(Text for analysis):
Start of Block
The choices facing President Obama’s debt commission when it begins meeting later this month are obvious, but just as obviously unpalatable to voters who are not certain how big the problem is.
“The basic challenge is political in that we’ve gotten to a situation where the spending promises we’ve made can’t be financed with the levels of taxation we’ve agreed upon,” said Robert L. Bixby, executive director of the Concord Coalition, a long-standing bipartisan budget watchdog group. “Getting out of that dynamic requires either cutting back on the spending promises or raising taxes. Those are politically explosive choices.”
With the commission’s first meeting slated for April 27 in Washington, the debate already is gearing up. Last week, former Federal Reserve Board Chairman Paul A. Volcker, who is now an economic adviser to Mr. Obama, floated the idea of establishing a value-added tax, a type of consumption tax.
Mr. Obama has said everything from new taxes to cuts in spending will be on the table, and the commissioners already have a built-in mission. When Mr. Obama submitted his 2011 budget to Congress this year, he left a glaring hole in the future years that he said the commission will have to close.
The contours are clear. The Congressional Budget Office projects deficits averaging nearly $1 trillion a year for the next decade under the budget Mr. Obama submitted in February, and the total debt held by the public would reach 90 percent of gross domestic product.
When it begins, the commission will be repeating the work of watchdog groups such as the Concord Coalition and the Committee for a Responsible Federal Budget. Maya MacGuineas, president of CRFB, said it will be clear when they crunch the numbers that “the bulk of the problem is spending.”
“It’s a worthwhile strategy to say, ‘Let’s find as many spending cuts as we as a country are willing to stomach, and then go ahead and find new taxes,’” she said.
How big that stomach is, though, is uncertain.
End of Block
(Directions):
1 > For the article on the debt commission, state whether each statement agrees with it. (a) The commission's first meeting was set for April 27 in Washington. (b) The Congressional Budget Office projects that debt held by the public would reach 60 percent of gross domestic product. (c) Maya MacGuineas said that most of the problem lies in taxation.
2 > Proceed with the article on the debt commission, beginning after its final sentence.

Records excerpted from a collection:
Start of Block
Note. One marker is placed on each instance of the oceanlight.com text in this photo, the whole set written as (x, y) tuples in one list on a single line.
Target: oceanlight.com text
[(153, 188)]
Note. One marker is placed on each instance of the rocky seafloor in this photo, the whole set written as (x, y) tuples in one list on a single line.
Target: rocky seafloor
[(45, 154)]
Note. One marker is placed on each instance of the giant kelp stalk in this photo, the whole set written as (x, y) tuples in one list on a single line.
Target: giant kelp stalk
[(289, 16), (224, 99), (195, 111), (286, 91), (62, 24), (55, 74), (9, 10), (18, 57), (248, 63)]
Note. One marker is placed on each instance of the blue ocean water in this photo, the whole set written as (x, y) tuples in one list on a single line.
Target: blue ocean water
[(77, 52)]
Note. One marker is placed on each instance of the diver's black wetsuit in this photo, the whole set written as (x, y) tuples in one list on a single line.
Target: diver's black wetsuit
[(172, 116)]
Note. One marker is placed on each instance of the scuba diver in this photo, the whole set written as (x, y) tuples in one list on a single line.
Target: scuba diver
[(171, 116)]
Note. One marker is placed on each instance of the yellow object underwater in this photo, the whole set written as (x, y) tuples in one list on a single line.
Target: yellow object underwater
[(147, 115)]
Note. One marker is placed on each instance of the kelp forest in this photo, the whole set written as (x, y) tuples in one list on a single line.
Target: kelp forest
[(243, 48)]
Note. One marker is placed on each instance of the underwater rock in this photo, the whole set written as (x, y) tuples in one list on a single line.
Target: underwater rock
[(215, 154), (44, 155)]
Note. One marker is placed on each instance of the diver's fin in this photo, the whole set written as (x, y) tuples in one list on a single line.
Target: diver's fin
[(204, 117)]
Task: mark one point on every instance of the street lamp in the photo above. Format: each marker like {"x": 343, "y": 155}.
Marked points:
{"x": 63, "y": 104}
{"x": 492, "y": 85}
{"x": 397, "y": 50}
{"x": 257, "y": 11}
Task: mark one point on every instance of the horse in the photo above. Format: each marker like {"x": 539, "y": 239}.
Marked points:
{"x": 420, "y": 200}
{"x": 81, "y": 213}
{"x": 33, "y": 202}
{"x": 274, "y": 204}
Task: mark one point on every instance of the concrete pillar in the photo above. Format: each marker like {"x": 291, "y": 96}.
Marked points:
End of Block
(Answers below):
1 >
(a) Yes: "With the commission’s first meeting slated for April 27 in Washington"
(b) No: "the total debt held by the public would reach 90 percent of gross domestic product"
(c) No: "the bulk of the problem is spending."

2 >
Democratic strategist James Carville and pollster Stan Greenberg finished a round of polling last month on closing the budget hole. Mr. Carville said little has changed since 1993, when spending also took top billing among issues of concern.
“The political will to deal with this today is no greater than it was in 1993, and the information about it has not really advanced, and so to ask the political system to do something that there’s no sense of urgency in the country to do is to ask a lot,” Mr. Carville told reporters in a briefing on the polling.
He and Mr. Greenberg found that nearly half of voters think government has enough waste and inefficiency to cut that it can control spending without touching Social Security or the other major benefit programs.
When forced to choose how to balance the budget, voters pick spending cuts over tax increases by a huge margin — 71 percent to 18 percent, in the Democracy Corps poll — but there is little agreement on what to cut, and voters usually rule out the major items.
A YouGov/Economist poll released last week found that of more than 15 proposed cuts, from Social Security to defense to environmental programs, only one - foreign aid - was acceptable to a majority of voters. In fact, at 71 percent, it was the only option that topped 30 percent acceptable.
But foreign aid accounts for less than 1 percent of federal spending, so eliminating it altogether would do hardly anything for the deficit.